● TASK ITEM: With the pictures set aside, reproduce each entry precisely as it reads.

● DATA RECORDS:
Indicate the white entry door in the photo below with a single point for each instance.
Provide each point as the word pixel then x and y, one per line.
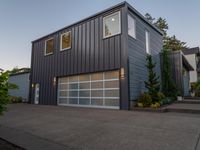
pixel 37 91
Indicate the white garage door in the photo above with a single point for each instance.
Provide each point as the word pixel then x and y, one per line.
pixel 91 90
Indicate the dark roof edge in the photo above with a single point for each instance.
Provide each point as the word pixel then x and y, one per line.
pixel 143 18
pixel 101 12
pixel 82 20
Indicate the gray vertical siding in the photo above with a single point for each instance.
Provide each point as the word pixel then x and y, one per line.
pixel 186 83
pixel 176 63
pixel 22 81
pixel 89 53
pixel 137 56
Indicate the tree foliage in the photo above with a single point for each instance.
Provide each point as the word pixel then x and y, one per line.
pixel 152 84
pixel 4 86
pixel 170 42
pixel 168 85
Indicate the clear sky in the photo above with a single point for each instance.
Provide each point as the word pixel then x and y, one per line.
pixel 22 21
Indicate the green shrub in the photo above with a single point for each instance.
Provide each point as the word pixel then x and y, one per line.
pixel 145 99
pixel 166 100
pixel 159 97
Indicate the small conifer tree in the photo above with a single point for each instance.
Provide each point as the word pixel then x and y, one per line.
pixel 152 84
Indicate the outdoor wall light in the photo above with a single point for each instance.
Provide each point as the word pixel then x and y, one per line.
pixel 122 73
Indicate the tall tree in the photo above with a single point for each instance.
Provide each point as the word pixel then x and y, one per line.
pixel 162 25
pixel 168 86
pixel 149 17
pixel 169 42
pixel 172 43
pixel 152 84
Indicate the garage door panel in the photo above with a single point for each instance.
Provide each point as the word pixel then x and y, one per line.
pixel 63 100
pixel 112 102
pixel 97 102
pixel 84 101
pixel 63 93
pixel 96 89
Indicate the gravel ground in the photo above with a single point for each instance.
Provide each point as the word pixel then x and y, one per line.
pixel 4 145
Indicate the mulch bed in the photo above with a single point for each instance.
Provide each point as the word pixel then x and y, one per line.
pixel 5 145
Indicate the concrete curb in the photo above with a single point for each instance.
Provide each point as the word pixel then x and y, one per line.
pixel 29 141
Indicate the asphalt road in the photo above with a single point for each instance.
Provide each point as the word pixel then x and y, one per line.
pixel 55 127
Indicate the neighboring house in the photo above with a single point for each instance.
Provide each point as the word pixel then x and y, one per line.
pixel 96 62
pixel 193 57
pixel 180 68
pixel 21 79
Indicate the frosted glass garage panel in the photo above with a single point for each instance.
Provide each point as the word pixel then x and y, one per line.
pixel 94 90
pixel 97 102
pixel 84 101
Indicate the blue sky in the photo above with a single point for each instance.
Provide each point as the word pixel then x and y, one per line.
pixel 22 21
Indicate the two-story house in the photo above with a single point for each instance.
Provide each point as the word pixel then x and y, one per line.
pixel 96 62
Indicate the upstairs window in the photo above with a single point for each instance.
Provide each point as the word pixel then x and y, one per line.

● FINAL ANSWER:
Indicate the white entry door in the photo below with a single point for each instance.
Provide each point as the word pixel then x and y, one per line.
pixel 37 91
Indicate the white garage door in the photo above with a single point for each instance.
Provide each point as the word pixel then x and y, one per line.
pixel 91 90
Indicate the dark roof edge in the photo above with a single point for each instance.
Provide each point as the word pixel then x and y, one per line.
pixel 143 18
pixel 101 12
pixel 82 20
Indicate the gray vertical siding in the photo above with a single point for each instance.
Provide each point as the word pixel then x and y, one per line.
pixel 186 83
pixel 176 63
pixel 22 81
pixel 89 53
pixel 137 56
Indicate the tree foliage in the photo above with a single point for each instance.
Provide each point as the word pixel then x and y, one per line.
pixel 152 84
pixel 4 86
pixel 170 42
pixel 168 85
Indicate the clear sky in the photo above with a single point for each instance.
Provide each point as the word pixel then x and y, one per line.
pixel 22 21
Indicate the green shrub in the photo above with a single point for each instance.
Provide each point as the word pixel then x and y, one per line.
pixel 145 99
pixel 166 100
pixel 159 97
Indicate the small conifer tree in the photo above with a single point for each instance.
Provide each point as the word pixel then x and y, one per line.
pixel 152 84
Indicate the outdoor wall light in the photo above with a single point for each instance.
Provide each point as the word pixel then x and y, one per line.
pixel 122 73
Indicate the tall tree in the photo above with a single point for each instance.
Provide each point as the word pixel then x and y, one per line.
pixel 162 25
pixel 168 86
pixel 149 17
pixel 169 42
pixel 172 43
pixel 152 84
Indicate the garage door panel in the photo above with a single point for each instance.
Provide each point as the word pixel then x and y, one per line.
pixel 63 100
pixel 112 102
pixel 97 102
pixel 84 101
pixel 63 93
pixel 96 89
Indicate the gravel ground in the photo above with a single point for each instance.
Provide each point as the word pixel then x and y, one per line.
pixel 4 145
Indicate the mulch bed in the photo above with a single point for each instance.
Provide each point as the word pixel then x and y, one per line.
pixel 5 145
Indicate the concrete curb in the photo above with a single point for each instance.
Provide each point as the word pixel then x and y, one per line.
pixel 29 141
Indicate the asphalt road in the photo above with a single point for each instance.
Provide each point as the word pixel then x and y, one per line.
pixel 55 127
Indicate the neighboring house in the photo above with a single point for each instance.
Provide each point as the word pixel then x and y, one per line.
pixel 96 62
pixel 193 57
pixel 180 68
pixel 21 79
Indicate the frosted glass garage panel in the photo above with a single point for each instance.
Provide each point as the word pixel then x and y, one per line.
pixel 94 90
pixel 97 102
pixel 84 101
Indicate the blue sky in the photo above with a single point for each instance.
Provide each point as the word pixel then x and y, one per line.
pixel 22 21
Indicate the two-story house in the photo above with a single point for each instance.
Provide each point as the word pixel then x and y, one per line.
pixel 96 62
Indicate the upstairs window in the photo above with a single point for each instance.
Provide each point as the word pixel then x and y, one per line.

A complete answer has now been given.